• **Texto extraído**

--------------------------------------------------

ACORDAM os Desembargadores do Conselho Superior da Magistratura, por votação unânime, em dar provimento ao recurso, de conformidade com o voto do relator que fica fazendo parte integrante do presente julgado.
Participaram do julgamento, com votos vencedores, os Desembargadores LUIZ TÂMBARA, Presidente do Tribunal de Justiça e MOHAMED AMARO, Vice-Presidente do Tribunal de Justiça.
São Paulo, 31 de janeiro de 2005.
(a) JOSÉ MÁRIO ANTONIO CARDINALE, Corregedor Geral da Justiça e Relator
V O T O
REGISTRO DE IMÓVEIS - Dúvida - Compromisso de compra e venda - Possibilidade de celebração por instrumento particular independentemente do valor da operação - Negócio relativo a três lotes correspondentes a matrículas individualizadas - Edificação de prédio sobre todos eles - Construção consignada nas três matrículas - Imóveis fisicamente unidos - Fusão de matrículas cancelada por decisão judicial pretérita - Cabimento, ante a peculiaridade do caso concreto, do registro do contrato em cada uma delas, visto que contém descrições individualizadas dos lotes e do prédio - Promessa, a um único promitente comprador, que abarca a totalidade dos bens jungidos - Recurso provido.
1. Cuida-se de apelação interposta por Álvaro Marques Dias contra sentença do Juízo da Corregedoria Permanente do Oficial de Registro de Imóveis da Comarca de Serra Negra que julgou procedente a dúvida por este suscitada, para negar o acesso de instrumento particular de compromisso de venda e compra referente aos lotes matriculados sob nºs. 1.529, 1.530 e 1.531.
Fundou-se a recusa do registrador na necessidade de prévia unificação das matrículas, uma vez que consta a existência de prédio edificado sobre os três terrenos, e na obrigatoriedade de escritura pública para a validade de promessa de compra e venda relativa a imóveis de valor superior a trinta vezes o maior salário mínimo vigente.
Sustenta o apelante a viabilidade do ingresso (fls. 69/76), mas discorda o Ministério Público (fls. 87/89).
É o relatório.
2. Não se sustenta a pretendida imprescindibilidade de escritura pública, apesar do valor da operação, em se tratando de compromisso de compra e venda.
Deveras, o artigo 108 do novo Código Civil, ao enunciar a exigência invocada, ressalva: "não dispondo a lei em contrário".

--------------------------------------------------

Continue o acórdão acima sobre o registro do compromisso de compra e venda, partindo da última frase apresentada.

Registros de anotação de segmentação
--------------------------------------------------

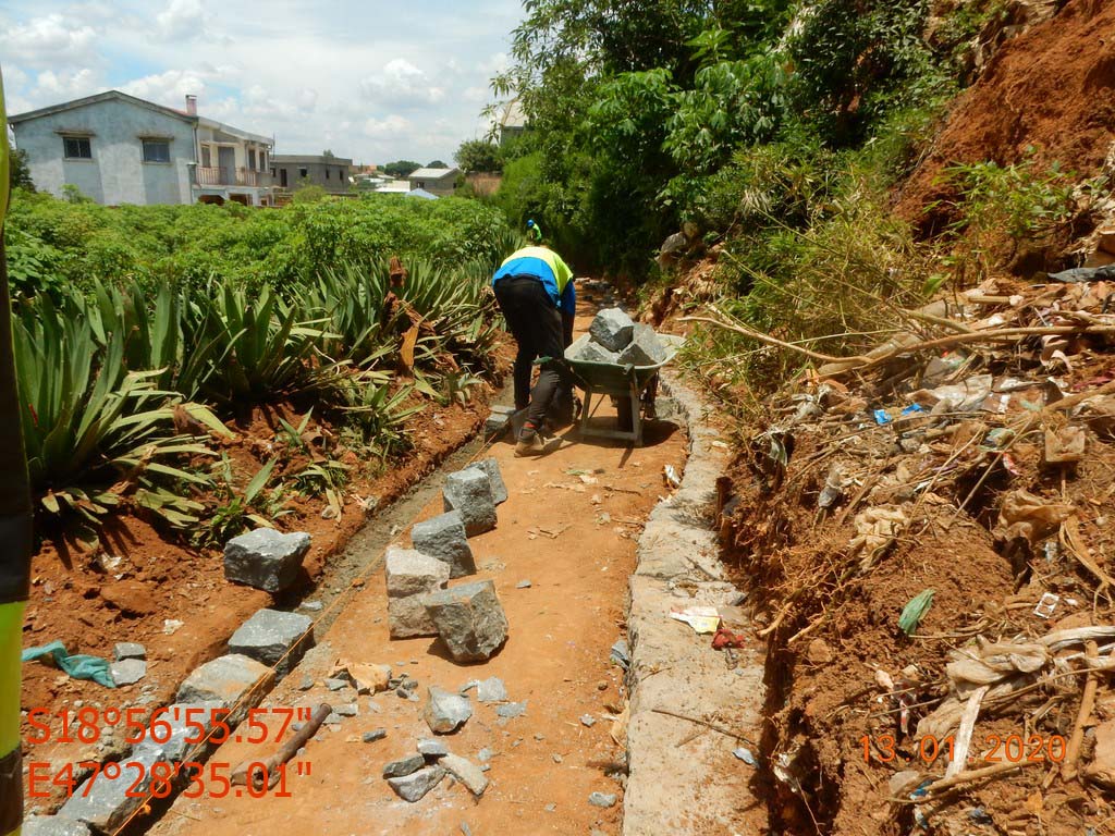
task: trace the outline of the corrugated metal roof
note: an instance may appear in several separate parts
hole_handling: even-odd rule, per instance
[[[79,99],[71,99],[70,101],[61,101],[57,105],[50,105],[49,107],[40,107],[37,110],[27,110],[22,114],[13,114],[8,117],[8,121],[12,124],[19,124],[21,121],[27,121],[28,119],[36,119],[40,116],[49,116],[51,114],[58,114],[64,110],[71,110],[76,107],[85,107],[86,105],[96,105],[100,101],[109,101],[112,99],[117,99],[120,101],[128,101],[138,107],[145,107],[148,110],[155,110],[167,116],[173,116],[183,121],[196,123],[196,116],[190,116],[181,110],[175,110],[173,107],[165,107],[163,105],[156,105],[154,101],[147,101],[147,99],[140,99],[136,96],[129,96],[126,93],[120,93],[119,90],[106,90],[105,93],[97,93],[93,96],[84,96]]]
[[[417,172],[407,175],[407,179],[440,179],[450,174],[456,175],[458,168],[419,168]]]
[[[321,165],[347,165],[352,166],[352,161],[347,157],[323,157],[320,154],[272,154],[272,163],[320,163]]]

--------------------------------------------------

• **Resultado**
Ora, na hipótese da promessa ora em foco, a disposição em contrário acha-se insculpida no mesmo estatuto substantivo, cujo artigo 1.417 é expresso e trata, justamente, do ingresso do contrato no fólio: "Mediante promessa de compra e venda, em que se não pactuou arrependimento, celebrada por instrumento público ou particular, e registrada no Cartório de registro de Imóveis, adquire o promitente comprador direito real à aquisição do imóvel" (grifei).
Por isso mesmo, Theotônio Negrão, em glosa àquele artigo 108, assinala que "podem, porém, ser celebrados por instrumento particular, qualquer que seja o seu valor, entre outros: ...os compromissos de compra e venda" (Código Civil e Legislação em Vigor, 23ª ed., Saraiva, S. Paulo, 2004, p. 64).
Disso não discrepa Pablo Stolze Gagliano: "A forma deste contrato, como se pode perceber da simples leitura do art. 1.417, poderá ser pública ou particular, cabendo-nos advertir que este artigo é de aplicação específica em face do art. 108 que exige a escritura pública nos atos de alienação ou constituição de direitos reais imobiliários que superem o teto de 30 (trinta) salários mínimos. E é melhor que assim o seja. Uma das vantagens da promessa de compra e venda é, exatamente, a possibilidade de sua formalização sem os rigores do instrumento público, o que, de certa forma, evita a ocorrência de nulidade decorrente de vício de forma" (Código Civil Comentado, vol. XIII, Atlas, S. Paulo, 2004, p. 232). Arremata: "Portanto, podemos concluir que a inexigibilidade da forma pública facilita a celebração da promessa de compra e venda, tornando-a mais acessível às classe menos abastadas, além de evitar nulidade pelo vício de forma" (ob. cit., p. 233).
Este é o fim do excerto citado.